WHAT IS REQUIRED: Your reply should hold exactly the lines from the one that contains "If you could mark the purple" through the end of the data. Repeat them word for word.

EXTRACTED RECORDS:
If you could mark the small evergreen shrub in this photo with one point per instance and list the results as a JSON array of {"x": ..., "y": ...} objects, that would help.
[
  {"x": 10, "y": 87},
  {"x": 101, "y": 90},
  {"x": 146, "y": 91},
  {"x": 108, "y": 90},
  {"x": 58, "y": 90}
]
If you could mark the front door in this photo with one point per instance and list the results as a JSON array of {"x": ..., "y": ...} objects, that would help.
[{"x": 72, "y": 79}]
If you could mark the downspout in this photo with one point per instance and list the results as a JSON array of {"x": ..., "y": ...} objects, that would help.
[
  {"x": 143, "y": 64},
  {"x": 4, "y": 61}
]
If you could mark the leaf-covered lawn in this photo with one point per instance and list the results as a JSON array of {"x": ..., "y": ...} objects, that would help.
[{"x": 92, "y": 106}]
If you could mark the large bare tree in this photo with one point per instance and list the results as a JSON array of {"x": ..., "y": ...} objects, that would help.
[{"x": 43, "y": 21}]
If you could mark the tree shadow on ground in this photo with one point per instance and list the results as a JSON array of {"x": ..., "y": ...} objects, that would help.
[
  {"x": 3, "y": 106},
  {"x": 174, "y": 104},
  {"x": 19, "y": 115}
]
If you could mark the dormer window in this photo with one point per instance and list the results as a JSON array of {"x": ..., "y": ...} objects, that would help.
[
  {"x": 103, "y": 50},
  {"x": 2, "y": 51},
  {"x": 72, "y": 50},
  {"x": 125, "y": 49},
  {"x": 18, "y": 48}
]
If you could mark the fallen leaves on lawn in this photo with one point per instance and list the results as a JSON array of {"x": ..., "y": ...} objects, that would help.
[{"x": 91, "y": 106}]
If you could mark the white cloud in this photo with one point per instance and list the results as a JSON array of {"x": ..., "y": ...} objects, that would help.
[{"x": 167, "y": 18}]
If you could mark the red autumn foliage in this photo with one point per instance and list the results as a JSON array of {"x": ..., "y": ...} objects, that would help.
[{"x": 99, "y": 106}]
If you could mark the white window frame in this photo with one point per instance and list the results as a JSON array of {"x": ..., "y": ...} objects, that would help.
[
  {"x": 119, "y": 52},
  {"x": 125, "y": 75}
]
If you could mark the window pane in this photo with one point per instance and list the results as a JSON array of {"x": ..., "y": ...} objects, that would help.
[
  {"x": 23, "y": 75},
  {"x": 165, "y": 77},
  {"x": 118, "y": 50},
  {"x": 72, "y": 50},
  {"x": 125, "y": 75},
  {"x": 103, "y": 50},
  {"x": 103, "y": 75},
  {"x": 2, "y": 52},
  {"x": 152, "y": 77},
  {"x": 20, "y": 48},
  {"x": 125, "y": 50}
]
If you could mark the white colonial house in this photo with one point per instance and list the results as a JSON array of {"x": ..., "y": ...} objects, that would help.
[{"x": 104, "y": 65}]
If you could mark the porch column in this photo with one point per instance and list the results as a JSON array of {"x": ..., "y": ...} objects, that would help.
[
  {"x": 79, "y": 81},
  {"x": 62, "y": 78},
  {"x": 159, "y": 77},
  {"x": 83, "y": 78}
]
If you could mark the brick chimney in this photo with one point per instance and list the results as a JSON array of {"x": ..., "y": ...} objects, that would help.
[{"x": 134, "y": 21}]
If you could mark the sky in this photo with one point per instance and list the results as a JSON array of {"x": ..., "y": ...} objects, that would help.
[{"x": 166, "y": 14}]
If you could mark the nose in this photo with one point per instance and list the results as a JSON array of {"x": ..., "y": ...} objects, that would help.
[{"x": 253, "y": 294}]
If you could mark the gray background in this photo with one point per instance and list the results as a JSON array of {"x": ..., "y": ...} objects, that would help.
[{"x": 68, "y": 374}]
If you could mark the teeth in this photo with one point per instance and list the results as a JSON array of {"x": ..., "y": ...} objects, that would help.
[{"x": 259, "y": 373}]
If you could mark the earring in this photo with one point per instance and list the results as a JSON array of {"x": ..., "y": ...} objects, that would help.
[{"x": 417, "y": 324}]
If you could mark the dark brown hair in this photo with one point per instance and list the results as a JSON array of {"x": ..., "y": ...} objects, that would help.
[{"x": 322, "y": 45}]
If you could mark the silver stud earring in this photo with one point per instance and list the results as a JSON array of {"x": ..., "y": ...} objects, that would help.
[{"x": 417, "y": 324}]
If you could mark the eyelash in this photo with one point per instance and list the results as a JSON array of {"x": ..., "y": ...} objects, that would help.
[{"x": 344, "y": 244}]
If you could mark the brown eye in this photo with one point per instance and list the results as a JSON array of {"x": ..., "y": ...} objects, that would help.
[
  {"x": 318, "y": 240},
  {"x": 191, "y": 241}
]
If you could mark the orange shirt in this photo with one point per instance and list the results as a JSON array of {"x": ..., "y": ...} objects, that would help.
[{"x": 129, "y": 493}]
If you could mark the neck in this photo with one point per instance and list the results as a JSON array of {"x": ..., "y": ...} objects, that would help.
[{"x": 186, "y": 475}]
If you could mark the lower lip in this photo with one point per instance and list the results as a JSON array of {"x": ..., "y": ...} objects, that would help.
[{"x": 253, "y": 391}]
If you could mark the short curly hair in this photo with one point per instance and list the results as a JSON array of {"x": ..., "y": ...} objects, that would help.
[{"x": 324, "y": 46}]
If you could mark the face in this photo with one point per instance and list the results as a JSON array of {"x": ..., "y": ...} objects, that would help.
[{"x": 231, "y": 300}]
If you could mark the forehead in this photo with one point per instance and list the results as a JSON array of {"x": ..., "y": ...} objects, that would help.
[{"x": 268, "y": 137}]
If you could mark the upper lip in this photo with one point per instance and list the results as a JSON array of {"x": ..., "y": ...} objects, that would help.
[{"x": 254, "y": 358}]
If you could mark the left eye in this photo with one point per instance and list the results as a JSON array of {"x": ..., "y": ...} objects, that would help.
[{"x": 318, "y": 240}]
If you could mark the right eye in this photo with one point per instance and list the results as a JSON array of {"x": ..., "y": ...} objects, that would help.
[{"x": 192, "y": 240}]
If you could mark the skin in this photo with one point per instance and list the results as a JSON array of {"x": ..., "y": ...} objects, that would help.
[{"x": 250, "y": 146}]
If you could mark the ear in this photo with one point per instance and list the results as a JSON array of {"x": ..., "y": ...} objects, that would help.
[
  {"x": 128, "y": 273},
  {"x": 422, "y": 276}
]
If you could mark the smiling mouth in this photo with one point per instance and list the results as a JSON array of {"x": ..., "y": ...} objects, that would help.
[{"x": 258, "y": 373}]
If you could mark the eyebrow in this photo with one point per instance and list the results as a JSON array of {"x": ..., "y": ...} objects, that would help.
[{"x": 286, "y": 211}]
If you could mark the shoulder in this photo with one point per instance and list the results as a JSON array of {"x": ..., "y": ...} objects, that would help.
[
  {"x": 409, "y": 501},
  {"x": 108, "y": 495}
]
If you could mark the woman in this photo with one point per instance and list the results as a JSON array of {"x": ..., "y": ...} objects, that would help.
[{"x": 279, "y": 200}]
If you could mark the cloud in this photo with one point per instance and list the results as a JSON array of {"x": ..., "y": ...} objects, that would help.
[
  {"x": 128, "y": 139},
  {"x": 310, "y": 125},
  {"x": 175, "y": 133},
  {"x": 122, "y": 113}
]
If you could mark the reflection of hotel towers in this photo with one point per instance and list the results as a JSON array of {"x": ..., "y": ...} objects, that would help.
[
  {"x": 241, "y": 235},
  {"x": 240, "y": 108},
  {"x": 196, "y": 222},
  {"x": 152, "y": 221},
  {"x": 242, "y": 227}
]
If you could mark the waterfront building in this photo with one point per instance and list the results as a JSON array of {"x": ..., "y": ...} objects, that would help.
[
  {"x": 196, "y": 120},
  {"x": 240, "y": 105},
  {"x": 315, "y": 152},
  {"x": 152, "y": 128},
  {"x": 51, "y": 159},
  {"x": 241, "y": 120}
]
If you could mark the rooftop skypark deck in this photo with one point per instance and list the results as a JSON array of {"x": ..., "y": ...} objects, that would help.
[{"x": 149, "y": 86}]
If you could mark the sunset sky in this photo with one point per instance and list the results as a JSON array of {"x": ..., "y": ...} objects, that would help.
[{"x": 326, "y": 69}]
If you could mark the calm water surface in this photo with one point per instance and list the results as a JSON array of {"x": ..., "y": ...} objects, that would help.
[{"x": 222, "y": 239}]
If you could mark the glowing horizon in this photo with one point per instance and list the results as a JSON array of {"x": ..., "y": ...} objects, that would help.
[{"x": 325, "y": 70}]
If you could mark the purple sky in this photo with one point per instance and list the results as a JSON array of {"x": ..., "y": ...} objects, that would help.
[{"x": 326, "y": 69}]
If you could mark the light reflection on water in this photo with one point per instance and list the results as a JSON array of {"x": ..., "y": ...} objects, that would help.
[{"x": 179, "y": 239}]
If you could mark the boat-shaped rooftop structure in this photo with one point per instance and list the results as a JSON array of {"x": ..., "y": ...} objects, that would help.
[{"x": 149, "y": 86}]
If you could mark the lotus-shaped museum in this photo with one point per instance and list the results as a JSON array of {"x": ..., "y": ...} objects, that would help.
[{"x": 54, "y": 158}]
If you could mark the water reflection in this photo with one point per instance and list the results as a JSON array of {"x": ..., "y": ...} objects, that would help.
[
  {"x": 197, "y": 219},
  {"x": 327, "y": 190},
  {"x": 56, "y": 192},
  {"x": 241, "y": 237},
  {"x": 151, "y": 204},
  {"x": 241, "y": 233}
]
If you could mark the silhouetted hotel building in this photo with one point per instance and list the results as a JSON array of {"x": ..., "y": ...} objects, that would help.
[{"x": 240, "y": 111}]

SOLUTION BELOW:
If you could mark the purple sky in this photo with one point per instance and list the results as a JSON array of {"x": ..., "y": ...} objects, that would help.
[{"x": 326, "y": 69}]
If you could mark the light reflection on water in this photo with one point per instance and list the results as a JSON array of {"x": ..., "y": ...} objects, that would help.
[{"x": 179, "y": 239}]
If you could mark the boat-shaped rooftop structure in this photo with one point per instance and list the results as a JSON array of {"x": ..., "y": ...} objects, that would help.
[{"x": 149, "y": 86}]
If you could mark the lotus-shaped museum in this photo with one point per instance and list the results as a JSON array of {"x": ..., "y": ...} objects, that would help.
[{"x": 54, "y": 158}]
If you could mark the water reflection in this photo with one point per instance and list the results as a JSON array of {"x": ..., "y": ...} objects, that would help.
[
  {"x": 197, "y": 219},
  {"x": 327, "y": 190},
  {"x": 56, "y": 192},
  {"x": 241, "y": 237},
  {"x": 151, "y": 204},
  {"x": 241, "y": 233}
]
If you could mark the silhouetted hotel building in this photo with one point per instance and list the results as a JSON array of {"x": ..., "y": ...} objects, that would help.
[{"x": 240, "y": 111}]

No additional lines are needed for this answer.